▶ [What you will do]: Copy each line of the data exactly. Leave nothing out.

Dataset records
= Beginning of Section =
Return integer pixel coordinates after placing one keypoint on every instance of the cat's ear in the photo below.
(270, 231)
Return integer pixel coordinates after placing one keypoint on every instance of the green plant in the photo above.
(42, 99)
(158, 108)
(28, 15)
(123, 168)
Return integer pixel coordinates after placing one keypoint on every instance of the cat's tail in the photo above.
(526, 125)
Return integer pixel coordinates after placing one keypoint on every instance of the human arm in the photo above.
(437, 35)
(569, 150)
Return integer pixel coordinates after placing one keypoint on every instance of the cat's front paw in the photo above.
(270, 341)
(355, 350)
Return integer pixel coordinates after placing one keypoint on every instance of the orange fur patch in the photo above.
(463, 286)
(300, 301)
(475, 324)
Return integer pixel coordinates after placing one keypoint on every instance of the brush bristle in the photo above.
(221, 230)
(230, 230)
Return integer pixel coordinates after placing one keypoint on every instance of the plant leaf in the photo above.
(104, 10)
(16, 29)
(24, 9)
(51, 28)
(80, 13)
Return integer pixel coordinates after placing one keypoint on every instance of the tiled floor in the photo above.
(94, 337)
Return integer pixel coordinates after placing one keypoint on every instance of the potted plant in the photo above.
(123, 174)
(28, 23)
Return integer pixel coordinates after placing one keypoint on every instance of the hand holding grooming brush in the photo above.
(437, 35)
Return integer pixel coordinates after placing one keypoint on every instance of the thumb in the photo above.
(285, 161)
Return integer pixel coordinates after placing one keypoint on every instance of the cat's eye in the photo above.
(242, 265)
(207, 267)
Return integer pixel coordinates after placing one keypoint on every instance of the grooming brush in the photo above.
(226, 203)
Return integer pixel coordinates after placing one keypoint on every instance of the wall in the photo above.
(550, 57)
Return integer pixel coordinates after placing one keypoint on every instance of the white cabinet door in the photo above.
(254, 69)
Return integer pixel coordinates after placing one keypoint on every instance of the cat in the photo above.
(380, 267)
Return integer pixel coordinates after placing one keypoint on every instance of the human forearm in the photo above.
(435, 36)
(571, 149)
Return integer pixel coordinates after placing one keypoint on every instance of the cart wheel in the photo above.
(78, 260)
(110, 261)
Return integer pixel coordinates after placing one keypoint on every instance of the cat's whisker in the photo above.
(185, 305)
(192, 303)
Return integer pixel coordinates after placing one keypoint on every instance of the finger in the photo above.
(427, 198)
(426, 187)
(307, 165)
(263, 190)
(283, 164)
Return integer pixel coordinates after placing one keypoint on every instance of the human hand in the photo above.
= End of Section =
▶ [Exercise result]:
Return integer pixel coordinates after placing one keypoint on every instance of the cat's ear in the photo below.
(270, 231)
Return integer pixel coordinates after placing one keypoint on every instance of the green plant in the photo above.
(42, 99)
(158, 108)
(28, 15)
(123, 168)
Return integer pixel coordinates after placing one keypoint on every instance of the cat's tail in the photo above.
(526, 125)
Return integer pixel coordinates after placing one keypoint on every instance of the human arm in the photo above.
(437, 35)
(569, 150)
Return integer pixel coordinates after placing one keypoint on every instance of the cat's front paw in the photo above.
(270, 341)
(355, 350)
Return integer pixel coordinates after placing one keypoint on every instance of the orange fur patch in the photo above.
(463, 286)
(300, 301)
(475, 324)
Return integer pixel coordinates after placing one keypoint on every instance of the brush bristle in the photo above.
(221, 230)
(230, 230)
Return integer pixel coordinates after placing one keypoint on every instance of the plant leaf in the photo above.
(104, 10)
(16, 29)
(24, 9)
(51, 28)
(80, 13)
Return integer pixel coordinates after placing one keypoint on every instance of the tiled floor in the photo above.
(94, 337)
Return integer pixel coordinates after placing one keypoint on every instance of the potted plant in the photo above.
(123, 174)
(28, 23)
Return integer pixel coordinates after placing one keypoint on every instance of the hand holding grooming brush in the photo above.
(437, 35)
Return integer pixel coordinates after placing one keypoint on every instance of the thumb in the photo above.
(285, 161)
Return integer pixel coordinates after placing one keypoint on every instance of the cat's eye in the photo above.
(242, 265)
(207, 267)
Return integer pixel coordinates after placing one keypoint on every instance of the grooming brush in the photo above.
(226, 203)
Return integer pixel coordinates after placing one keypoint on every instance of the wall in the photo above.
(550, 57)
Return integer pixel coordinates after placing one keypoint on every instance of the white cabinet door in the photo above.
(254, 69)
Return integer pixel coordinates after placing one keypoint on every instance of the cat in the photo above.
(380, 267)
Return integer pixel coordinates after placing one keypoint on every instance of the human forearm in the photo above.
(435, 36)
(571, 149)
Return integer pixel coordinates after placing one keypoint on every instance of the cart wheel in the photo above.
(78, 260)
(110, 261)
Return integer pixel coordinates after placing one keypoint on every instance of the cat's whisker in the photo above.
(185, 305)
(192, 303)
Return integer pixel coordinates after placing one keypoint on every instance of the finger in the photo above.
(427, 198)
(426, 187)
(307, 165)
(263, 190)
(283, 164)
Return integer pixel coordinates after placing one keypoint on every instance of the human hand in the photo above.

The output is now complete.